=== Records supplied ===
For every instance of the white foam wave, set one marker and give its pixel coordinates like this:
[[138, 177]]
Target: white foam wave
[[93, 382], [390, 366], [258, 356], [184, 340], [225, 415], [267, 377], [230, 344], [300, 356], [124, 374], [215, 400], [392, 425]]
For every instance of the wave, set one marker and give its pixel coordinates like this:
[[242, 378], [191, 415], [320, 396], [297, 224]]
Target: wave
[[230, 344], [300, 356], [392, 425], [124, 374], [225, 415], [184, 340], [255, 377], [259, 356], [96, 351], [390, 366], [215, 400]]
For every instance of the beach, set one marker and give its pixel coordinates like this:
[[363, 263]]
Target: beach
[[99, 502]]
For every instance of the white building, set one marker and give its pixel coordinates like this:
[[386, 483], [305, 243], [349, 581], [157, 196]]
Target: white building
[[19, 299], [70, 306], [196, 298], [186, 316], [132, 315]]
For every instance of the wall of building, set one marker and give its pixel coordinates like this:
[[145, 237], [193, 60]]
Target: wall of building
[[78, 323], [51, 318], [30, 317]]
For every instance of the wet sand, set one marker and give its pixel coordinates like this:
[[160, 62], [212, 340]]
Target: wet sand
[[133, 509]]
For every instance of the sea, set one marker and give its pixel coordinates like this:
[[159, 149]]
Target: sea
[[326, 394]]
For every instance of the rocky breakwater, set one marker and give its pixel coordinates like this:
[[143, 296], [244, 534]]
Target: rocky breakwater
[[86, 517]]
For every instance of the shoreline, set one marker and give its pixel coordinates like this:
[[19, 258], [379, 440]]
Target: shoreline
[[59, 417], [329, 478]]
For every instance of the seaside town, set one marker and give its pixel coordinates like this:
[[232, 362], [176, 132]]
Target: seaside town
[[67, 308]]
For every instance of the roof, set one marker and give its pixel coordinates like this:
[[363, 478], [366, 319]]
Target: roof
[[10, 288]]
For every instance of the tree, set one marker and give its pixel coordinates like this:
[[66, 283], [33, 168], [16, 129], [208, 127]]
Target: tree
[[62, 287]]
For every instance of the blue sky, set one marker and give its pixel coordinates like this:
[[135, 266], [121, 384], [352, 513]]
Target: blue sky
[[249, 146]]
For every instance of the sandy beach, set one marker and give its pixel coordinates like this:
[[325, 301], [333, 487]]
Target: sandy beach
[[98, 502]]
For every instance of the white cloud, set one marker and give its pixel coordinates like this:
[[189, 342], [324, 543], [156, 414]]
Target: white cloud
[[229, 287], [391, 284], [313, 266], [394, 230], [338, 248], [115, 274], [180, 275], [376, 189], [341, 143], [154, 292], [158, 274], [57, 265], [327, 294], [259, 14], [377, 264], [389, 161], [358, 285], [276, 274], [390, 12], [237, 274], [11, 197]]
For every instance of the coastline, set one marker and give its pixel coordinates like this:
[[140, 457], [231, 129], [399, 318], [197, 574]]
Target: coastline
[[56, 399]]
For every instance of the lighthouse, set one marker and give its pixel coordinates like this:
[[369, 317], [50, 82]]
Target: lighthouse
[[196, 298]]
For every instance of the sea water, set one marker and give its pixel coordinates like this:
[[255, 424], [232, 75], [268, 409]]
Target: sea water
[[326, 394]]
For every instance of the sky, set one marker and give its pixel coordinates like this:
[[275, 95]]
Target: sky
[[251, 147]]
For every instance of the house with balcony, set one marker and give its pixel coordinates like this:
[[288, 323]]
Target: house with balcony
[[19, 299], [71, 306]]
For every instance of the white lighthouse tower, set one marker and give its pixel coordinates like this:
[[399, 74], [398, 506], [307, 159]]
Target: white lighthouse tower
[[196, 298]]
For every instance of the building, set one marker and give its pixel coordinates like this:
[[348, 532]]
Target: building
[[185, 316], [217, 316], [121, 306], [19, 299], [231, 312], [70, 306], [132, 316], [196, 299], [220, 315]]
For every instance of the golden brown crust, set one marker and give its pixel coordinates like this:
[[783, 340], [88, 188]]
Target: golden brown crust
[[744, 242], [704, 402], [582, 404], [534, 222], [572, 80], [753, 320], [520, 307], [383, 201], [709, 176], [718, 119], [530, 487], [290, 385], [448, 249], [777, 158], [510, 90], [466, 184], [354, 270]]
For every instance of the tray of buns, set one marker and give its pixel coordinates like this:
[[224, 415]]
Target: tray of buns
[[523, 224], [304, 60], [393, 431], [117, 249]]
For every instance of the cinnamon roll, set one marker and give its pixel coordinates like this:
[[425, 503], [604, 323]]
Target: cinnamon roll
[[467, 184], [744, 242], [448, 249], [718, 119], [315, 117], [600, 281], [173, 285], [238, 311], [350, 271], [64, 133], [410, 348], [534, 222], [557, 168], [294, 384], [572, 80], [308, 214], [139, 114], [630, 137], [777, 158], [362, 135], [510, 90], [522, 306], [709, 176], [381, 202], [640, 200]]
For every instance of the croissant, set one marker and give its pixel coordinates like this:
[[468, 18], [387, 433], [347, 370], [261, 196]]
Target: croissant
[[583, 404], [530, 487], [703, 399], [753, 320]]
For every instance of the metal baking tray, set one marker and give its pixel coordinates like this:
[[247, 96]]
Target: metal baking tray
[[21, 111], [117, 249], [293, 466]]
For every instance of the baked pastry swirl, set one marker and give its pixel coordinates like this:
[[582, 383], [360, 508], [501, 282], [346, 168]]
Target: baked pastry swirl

=== Goal of the exercise ===
Copy all of the items above word for word, without changing anything.

=== Solution below ===
For every instance of the white foam wave, set one marker and give its pixel coordinates like this:
[[138, 177]]
Target: white foam wave
[[93, 382], [390, 366], [258, 356], [184, 340], [225, 415], [267, 377], [230, 344], [300, 356], [124, 374], [215, 400], [392, 425]]
For every instance of the wave, set one marker and give its pixel coordinates like this:
[[242, 378], [191, 415], [320, 396], [297, 224]]
Target: wave
[[230, 344], [300, 356], [392, 425], [124, 374], [225, 415], [184, 340], [255, 377], [259, 356], [96, 351], [390, 366], [215, 400]]
For every instance of the beach, set one marker and give its pixel coordinates like this:
[[363, 263]]
Target: beach
[[99, 502]]
For every instance of the white building, set one marker and give its pixel coordinates like this:
[[386, 483], [305, 243], [349, 581], [157, 196]]
Target: white building
[[19, 299], [70, 306], [196, 298], [186, 316], [132, 315]]
For every instance of the wall of building, set one marker and give its pixel coordinates like this:
[[145, 237], [193, 60]]
Target: wall of building
[[78, 323], [51, 318], [30, 317]]
For every instance of the wet sand, set one marker and give its pixel coordinates like this:
[[160, 62], [212, 340]]
Target: wet sand
[[133, 509]]
For every instance of the sea, set one marker and give its pixel coordinates like this:
[[159, 149]]
Target: sea
[[326, 394]]
For every instance of the rocky breakwater, set one marker and give its pixel coordinates like this:
[[143, 296], [244, 534]]
Target: rocky breakwater
[[86, 517]]
For every instance of the shoreline, set one marker and give its pixel coordinates like this:
[[19, 258], [379, 440]]
Target: shoreline
[[59, 417], [329, 478]]
For every instance of the seaside town, set one marker and give its pixel coordinates like this:
[[232, 362], [176, 132]]
Target: seaside town
[[67, 308]]
For every instance of the roof, set one marker and give its pixel coordinates like this:
[[363, 478], [366, 319]]
Target: roof
[[10, 288]]
For every instance of the tree, set one marker and give its pixel coordinates like this:
[[66, 283], [33, 168], [16, 129], [208, 127]]
Target: tree
[[62, 287]]
For every instance of the blue sky, set one marker and give its pixel coordinates like this:
[[135, 266], [121, 384], [352, 513]]
Target: blue sky
[[249, 146]]
For every instance of the sandy beach, set one marker and give its pixel coordinates like this:
[[325, 301], [333, 487]]
Target: sandy beach
[[98, 502]]
For every instance of the white cloud, set one marker and give its pixel coordinates like this:
[[189, 342], [324, 543], [156, 414]]
Target: white cloud
[[229, 287], [391, 284], [313, 266], [394, 230], [338, 248], [115, 274], [180, 275], [376, 189], [341, 143], [154, 292], [158, 274], [57, 265], [327, 294], [259, 14], [377, 264], [389, 161], [358, 285], [276, 274], [390, 12], [237, 274], [11, 197]]
For every instance of the coastline, set one marker and give its pixel coordinates like this:
[[140, 457], [231, 129], [399, 318], [197, 574]]
Target: coastline
[[56, 399]]
For every instance of the lighthouse, set one marker and give its pixel coordinates like this:
[[369, 317], [50, 82]]
Target: lighthouse
[[196, 298]]
For every instance of the sea water, set one marker and give its pixel coordinates like this:
[[255, 424], [232, 75], [268, 409]]
Target: sea water
[[326, 394]]
For every instance of the sky, set one marker and give its pixel coordinates like this:
[[275, 95]]
Target: sky
[[251, 147]]
For every instance of the house with balcony, set one marker and give its pixel coordinates like this:
[[288, 323]]
Target: house with balcony
[[19, 299], [71, 306]]
For every instance of the white lighthouse tower, set one marker and give its pixel coordinates like this:
[[399, 74], [398, 506], [307, 159]]
Target: white lighthouse tower
[[196, 298]]
For every instance of the building, set one marker and give its pixel coordinates like this:
[[348, 532]]
Target: building
[[185, 316], [217, 316], [121, 306], [19, 299], [231, 312], [70, 306], [132, 316], [196, 299], [220, 315]]
For every instance of the golden brown crust, set one marker and give its pixel coordinates like this:
[[783, 340], [88, 188]]
Target: golden brown crust
[[744, 242], [704, 402], [582, 404], [534, 222], [572, 80], [753, 320], [520, 307], [383, 201], [709, 176], [718, 119], [530, 487], [290, 385], [448, 249], [777, 158], [510, 90], [466, 184], [354, 270]]
For every instance of the tray of buns, set one marker and give its pixel coordinates like this:
[[224, 415]]
Target: tray of buns
[[523, 224], [304, 60], [393, 431], [117, 249]]
For every instance of the cinnamon roll, set one marker and give its pixel coordinates like this:
[[425, 503], [604, 323]]
Target: cinnamon roll
[[467, 184], [744, 242], [448, 249], [718, 119], [315, 117], [600, 281], [173, 285], [238, 311], [350, 271], [64, 133], [410, 348], [534, 222], [557, 168], [294, 384], [572, 80], [308, 214], [139, 114], [630, 137], [777, 158], [362, 135], [510, 90], [522, 306], [709, 176], [381, 202], [640, 200]]
For every instance of the croissant, set one marker and give its pixel coordinates like this:
[[468, 18], [387, 433], [347, 370], [261, 196]]
Target: croissant
[[583, 404], [530, 487], [703, 399], [753, 320]]
For every instance of the metal baking tray, set one marker and give its pixel coordinates like this:
[[247, 96]]
Target: metal baking tray
[[21, 111], [117, 249], [293, 466]]
For every instance of the baked pastry swirl, set one marker and give its pixel coordinates like this:
[[582, 383], [360, 508], [501, 282], [346, 168]]
Target: baked pastry swirl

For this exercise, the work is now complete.